>>>>
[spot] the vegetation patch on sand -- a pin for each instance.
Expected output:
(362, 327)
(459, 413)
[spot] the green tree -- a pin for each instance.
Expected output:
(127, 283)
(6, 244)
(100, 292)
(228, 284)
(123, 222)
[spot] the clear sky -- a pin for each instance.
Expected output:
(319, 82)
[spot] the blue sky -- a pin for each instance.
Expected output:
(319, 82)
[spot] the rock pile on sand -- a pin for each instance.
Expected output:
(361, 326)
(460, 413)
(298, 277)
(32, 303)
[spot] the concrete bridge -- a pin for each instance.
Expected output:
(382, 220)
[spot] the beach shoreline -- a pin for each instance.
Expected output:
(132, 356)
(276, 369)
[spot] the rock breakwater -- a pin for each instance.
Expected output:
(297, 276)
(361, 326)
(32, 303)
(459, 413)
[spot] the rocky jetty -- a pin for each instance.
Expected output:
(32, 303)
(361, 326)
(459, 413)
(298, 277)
<<<<
PROBLEM REQUIREMENTS: Scan the lines above, and whenever one holds the string "each", copy it.

WRITTEN RESPONSE:
[spot] the vegetation patch on sand -- a pin for each instance.
[spot] the green tree -- a pin for each instance.
[spot] the clear sky -- a pin for each instance.
[spot] the blue sky -- a pin for each instance.
[spot] the rock pile on sand -- a pin for each instance.
[spot] the concrete bridge -- a pin for each instance.
[spot] the beach shoreline -- a pin for each instance.
[spot] the rock breakwater -- a pin for each instance.
[spot] the rocky jetty -- a pin for each instance.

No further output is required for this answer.